DIRECTIONS FOR THIS TASK: Return each line below holding the string "shirt".

INFORMATION SUPPLIED: Begin

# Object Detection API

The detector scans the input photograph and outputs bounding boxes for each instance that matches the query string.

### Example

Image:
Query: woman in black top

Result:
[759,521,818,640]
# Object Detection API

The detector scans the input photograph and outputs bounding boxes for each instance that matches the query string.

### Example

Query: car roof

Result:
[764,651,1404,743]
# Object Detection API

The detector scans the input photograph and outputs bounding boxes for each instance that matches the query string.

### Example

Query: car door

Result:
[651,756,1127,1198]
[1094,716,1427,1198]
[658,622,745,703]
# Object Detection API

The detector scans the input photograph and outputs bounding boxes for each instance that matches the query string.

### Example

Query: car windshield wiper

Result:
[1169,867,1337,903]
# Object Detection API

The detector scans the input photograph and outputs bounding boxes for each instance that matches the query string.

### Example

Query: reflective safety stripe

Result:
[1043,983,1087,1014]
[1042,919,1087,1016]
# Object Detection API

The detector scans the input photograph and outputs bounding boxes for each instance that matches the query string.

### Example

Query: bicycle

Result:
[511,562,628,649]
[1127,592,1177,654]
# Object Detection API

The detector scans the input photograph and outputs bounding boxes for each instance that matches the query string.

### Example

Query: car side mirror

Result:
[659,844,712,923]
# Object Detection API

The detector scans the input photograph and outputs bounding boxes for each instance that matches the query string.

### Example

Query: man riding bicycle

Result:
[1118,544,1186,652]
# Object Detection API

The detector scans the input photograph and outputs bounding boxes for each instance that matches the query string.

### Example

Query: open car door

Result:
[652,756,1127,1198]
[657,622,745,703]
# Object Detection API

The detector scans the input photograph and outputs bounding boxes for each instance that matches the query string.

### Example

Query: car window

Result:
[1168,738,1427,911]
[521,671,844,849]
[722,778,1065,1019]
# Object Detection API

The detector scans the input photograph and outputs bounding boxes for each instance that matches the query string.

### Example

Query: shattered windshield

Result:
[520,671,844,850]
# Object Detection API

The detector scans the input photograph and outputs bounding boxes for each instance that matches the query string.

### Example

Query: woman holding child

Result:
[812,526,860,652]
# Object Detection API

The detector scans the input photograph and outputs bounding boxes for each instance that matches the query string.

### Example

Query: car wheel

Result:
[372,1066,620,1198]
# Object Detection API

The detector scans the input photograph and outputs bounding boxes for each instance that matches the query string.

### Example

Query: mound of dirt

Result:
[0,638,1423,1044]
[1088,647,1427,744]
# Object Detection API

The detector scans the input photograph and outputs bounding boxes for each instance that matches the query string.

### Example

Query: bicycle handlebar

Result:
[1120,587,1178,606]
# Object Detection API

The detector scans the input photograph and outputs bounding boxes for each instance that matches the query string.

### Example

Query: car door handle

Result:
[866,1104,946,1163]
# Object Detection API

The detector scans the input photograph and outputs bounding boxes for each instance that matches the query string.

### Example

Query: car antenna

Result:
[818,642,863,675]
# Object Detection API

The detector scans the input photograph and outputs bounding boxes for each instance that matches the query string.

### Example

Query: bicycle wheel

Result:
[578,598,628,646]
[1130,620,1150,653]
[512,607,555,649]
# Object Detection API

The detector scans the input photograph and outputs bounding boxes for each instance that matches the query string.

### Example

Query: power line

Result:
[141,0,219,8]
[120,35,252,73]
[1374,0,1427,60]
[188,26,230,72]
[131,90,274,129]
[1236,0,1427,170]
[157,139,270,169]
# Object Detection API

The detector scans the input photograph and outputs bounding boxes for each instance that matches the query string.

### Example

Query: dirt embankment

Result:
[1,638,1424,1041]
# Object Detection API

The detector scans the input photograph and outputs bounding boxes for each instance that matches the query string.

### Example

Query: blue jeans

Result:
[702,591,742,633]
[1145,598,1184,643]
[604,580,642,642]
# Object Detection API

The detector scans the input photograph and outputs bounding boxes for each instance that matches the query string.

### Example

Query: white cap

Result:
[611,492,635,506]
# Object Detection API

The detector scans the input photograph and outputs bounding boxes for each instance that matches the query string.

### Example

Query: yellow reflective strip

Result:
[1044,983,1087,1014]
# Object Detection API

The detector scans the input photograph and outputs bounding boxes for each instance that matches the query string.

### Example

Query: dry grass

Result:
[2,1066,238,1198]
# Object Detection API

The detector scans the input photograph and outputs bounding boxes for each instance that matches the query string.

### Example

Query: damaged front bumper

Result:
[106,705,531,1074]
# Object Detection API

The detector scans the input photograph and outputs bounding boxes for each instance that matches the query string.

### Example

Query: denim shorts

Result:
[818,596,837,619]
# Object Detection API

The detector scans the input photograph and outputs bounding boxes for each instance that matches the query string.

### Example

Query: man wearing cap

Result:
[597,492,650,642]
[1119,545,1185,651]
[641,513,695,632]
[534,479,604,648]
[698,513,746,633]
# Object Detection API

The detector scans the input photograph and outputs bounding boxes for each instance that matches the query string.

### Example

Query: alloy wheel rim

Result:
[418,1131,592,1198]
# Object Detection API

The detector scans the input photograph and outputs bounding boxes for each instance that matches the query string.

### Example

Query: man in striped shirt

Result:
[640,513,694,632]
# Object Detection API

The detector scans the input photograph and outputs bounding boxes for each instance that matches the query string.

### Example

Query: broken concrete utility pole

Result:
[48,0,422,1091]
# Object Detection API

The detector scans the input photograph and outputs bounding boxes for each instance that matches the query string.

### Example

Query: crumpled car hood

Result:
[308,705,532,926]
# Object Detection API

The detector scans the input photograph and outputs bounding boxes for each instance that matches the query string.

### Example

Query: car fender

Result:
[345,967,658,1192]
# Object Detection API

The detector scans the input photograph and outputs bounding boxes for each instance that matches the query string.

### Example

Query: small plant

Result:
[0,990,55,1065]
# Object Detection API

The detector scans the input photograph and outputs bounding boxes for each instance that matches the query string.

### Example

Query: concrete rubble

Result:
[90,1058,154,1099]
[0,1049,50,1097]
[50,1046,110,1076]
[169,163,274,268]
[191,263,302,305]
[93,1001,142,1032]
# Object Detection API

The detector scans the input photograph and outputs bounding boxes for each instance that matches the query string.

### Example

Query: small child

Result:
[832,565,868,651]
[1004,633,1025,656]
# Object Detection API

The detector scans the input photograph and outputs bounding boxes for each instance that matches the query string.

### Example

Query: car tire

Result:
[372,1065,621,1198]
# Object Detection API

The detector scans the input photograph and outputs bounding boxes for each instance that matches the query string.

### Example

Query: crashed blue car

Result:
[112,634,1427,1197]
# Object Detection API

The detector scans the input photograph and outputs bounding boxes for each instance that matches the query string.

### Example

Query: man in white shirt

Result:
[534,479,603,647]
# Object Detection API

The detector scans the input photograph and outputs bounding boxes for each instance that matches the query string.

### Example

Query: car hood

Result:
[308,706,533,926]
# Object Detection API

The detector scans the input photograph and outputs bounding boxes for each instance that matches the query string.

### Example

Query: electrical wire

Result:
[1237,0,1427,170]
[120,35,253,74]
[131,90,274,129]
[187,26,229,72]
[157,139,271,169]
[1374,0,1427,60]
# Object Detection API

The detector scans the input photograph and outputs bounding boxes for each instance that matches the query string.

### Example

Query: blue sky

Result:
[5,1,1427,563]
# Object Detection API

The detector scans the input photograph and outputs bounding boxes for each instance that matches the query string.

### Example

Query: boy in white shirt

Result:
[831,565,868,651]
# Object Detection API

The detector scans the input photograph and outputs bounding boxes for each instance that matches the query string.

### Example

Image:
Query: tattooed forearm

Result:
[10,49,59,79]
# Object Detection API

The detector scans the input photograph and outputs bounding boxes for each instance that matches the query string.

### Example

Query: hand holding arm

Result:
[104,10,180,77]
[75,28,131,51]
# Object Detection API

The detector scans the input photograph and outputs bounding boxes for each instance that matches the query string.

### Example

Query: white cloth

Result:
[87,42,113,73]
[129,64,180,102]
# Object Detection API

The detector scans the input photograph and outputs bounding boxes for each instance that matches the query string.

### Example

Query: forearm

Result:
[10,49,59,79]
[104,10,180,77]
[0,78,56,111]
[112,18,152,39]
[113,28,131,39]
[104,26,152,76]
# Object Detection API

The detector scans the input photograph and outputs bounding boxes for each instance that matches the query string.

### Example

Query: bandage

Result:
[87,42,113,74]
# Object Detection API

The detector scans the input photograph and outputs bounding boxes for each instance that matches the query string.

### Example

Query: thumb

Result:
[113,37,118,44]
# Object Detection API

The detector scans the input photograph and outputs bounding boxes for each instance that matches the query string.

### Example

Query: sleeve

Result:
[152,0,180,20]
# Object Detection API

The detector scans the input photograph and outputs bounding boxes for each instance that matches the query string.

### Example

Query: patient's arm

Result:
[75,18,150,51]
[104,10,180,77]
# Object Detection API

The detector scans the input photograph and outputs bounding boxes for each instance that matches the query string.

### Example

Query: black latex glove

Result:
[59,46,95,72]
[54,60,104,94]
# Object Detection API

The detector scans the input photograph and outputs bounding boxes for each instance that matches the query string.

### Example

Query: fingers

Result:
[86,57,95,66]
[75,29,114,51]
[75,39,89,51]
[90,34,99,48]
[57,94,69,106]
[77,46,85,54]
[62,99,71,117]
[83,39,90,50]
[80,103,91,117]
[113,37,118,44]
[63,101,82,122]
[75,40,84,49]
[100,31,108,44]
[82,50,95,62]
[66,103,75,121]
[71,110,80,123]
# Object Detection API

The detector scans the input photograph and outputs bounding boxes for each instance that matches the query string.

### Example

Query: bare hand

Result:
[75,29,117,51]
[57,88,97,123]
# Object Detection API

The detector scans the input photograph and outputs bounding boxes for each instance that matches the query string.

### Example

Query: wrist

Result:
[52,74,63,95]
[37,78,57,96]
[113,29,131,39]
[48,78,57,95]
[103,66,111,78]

INFORMATION SUPPLIED: End

SOLUTION:
Query: man in striped shirt
Query: man in white shirt
Query: boy in white shirt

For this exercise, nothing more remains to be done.